▶ [REQUIRED ACTION 1]:
From the Levi Lab team page, reproduce the passage starting with "Levi completed undergraduate" and going on through "Health Sciences Center.".
▶ [REQUIRED ACTION 2]:
Using the Levi Lab team page, answer these questions:
(a) Where did Moshe Levi earn his MD?
(b) At which institution did he complete his nephrology clinical and research fellowship?
(c) In what year did Bryce Jones receive an MS in Pharmacology?

▶ [GIVEN PASSAGE]:

People
Levi Lab Team
Moshe Levi, MD
Moshe Levi, MD, is Interim Dean for Research at Georgetown University Medical Center and is a professor in the Department of Biochemistry and Molecular & Cellular Biology.
Levi completed undergraduate training in chemical engineering at Northwestern University and received an MS in chemical engineering at Stanford University. He earned his MD from Albert Einstein College of Medicine and completed his internal medicine internship and residency at Cornell University and Memorial Sloan Kettering Hospital. He completed a nephrology clinical and research fellowship at the University of Colorado Health Sciences Center.
Bryce Jones
MD/PhD Candidate
Education: University of Notre Dame, BS in Chemistry, 2015; Georgetown University, MS in Pharmacology, 2016; Georgetown University School of Medicine MD/PhD (in progress)

▶ [PROVIDED RECORDS]:

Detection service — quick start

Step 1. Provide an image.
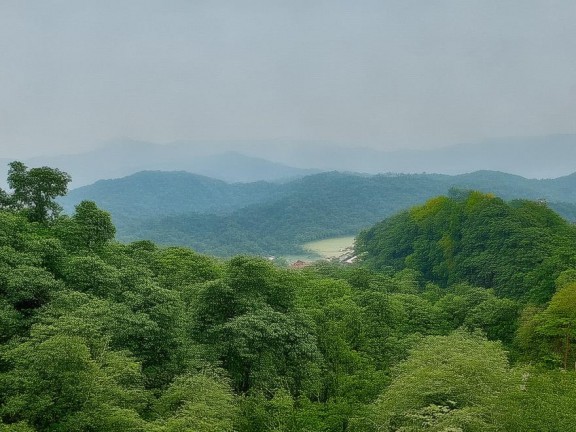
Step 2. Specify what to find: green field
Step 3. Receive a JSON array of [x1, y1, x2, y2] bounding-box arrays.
[[282, 236, 354, 264], [302, 236, 354, 258]]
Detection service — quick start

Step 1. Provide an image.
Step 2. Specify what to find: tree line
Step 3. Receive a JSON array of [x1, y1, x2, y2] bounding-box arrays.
[[0, 165, 576, 432]]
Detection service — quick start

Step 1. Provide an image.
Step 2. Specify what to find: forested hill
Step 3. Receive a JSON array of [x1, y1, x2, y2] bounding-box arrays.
[[62, 171, 576, 256], [356, 192, 576, 301], [0, 162, 576, 432]]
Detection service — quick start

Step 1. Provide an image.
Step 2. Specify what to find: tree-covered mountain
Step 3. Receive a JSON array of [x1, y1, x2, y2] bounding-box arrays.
[[60, 171, 282, 220], [356, 191, 576, 301], [0, 163, 576, 432], [62, 171, 576, 256]]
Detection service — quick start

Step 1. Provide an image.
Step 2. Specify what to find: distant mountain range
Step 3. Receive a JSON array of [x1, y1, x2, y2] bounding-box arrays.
[[0, 134, 576, 187], [0, 140, 320, 187], [62, 171, 576, 256], [236, 134, 576, 178]]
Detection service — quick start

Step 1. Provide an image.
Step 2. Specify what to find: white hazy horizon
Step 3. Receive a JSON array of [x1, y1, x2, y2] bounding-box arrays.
[[0, 0, 576, 158]]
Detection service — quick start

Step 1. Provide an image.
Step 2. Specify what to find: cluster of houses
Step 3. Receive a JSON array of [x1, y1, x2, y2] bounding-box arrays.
[[290, 246, 358, 269]]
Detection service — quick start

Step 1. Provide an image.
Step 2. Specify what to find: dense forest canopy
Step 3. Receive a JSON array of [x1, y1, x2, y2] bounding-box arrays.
[[0, 164, 576, 432]]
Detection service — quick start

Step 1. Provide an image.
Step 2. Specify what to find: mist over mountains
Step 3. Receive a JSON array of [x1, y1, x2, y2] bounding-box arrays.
[[61, 171, 576, 256], [0, 134, 576, 187]]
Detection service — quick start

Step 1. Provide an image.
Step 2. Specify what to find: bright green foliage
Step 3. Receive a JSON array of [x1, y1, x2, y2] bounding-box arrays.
[[357, 192, 576, 301], [359, 331, 515, 432], [0, 161, 71, 222], [0, 164, 576, 432], [153, 247, 220, 289], [154, 374, 237, 432]]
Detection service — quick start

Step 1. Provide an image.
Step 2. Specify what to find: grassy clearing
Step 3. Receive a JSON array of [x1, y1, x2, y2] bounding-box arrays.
[[302, 236, 354, 258]]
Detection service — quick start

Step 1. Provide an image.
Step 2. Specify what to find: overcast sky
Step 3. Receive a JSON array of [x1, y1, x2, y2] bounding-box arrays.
[[0, 0, 576, 157]]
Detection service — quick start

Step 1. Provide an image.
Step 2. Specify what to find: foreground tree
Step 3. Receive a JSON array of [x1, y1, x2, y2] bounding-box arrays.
[[0, 161, 71, 222], [356, 331, 515, 432]]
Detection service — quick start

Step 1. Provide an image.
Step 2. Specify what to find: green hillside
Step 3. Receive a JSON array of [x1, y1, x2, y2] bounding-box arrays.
[[0, 164, 576, 432], [356, 191, 576, 300], [62, 171, 576, 256]]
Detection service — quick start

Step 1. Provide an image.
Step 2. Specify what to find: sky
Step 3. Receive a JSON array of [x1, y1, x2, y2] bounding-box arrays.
[[0, 0, 576, 157]]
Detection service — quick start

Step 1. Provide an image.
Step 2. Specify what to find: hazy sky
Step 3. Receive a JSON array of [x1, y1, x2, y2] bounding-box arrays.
[[0, 0, 576, 157]]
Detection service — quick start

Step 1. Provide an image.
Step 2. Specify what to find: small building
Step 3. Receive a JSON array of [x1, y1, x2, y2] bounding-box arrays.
[[290, 260, 308, 269]]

▶ [EXERCISE OUTPUT 1]:
Levi completed undergraduate training in chemical engineering at Northwestern University and received an MS in chemical engineering at Stanford University. He earned his MD from Albert Einstein College of Medicine and completed his internal medicine internship and residency at Cornell University and Memorial Sloan Kettering Hospital. He completed a nephrology clinical and research fellowship at the University of Colorado Health Sciences Center.

▶ [EXERCISE OUTPUT 2]:
(a) Albert Einstein College of Medicine
(b) The University of Colorado Health Sciences Center
(c) 2016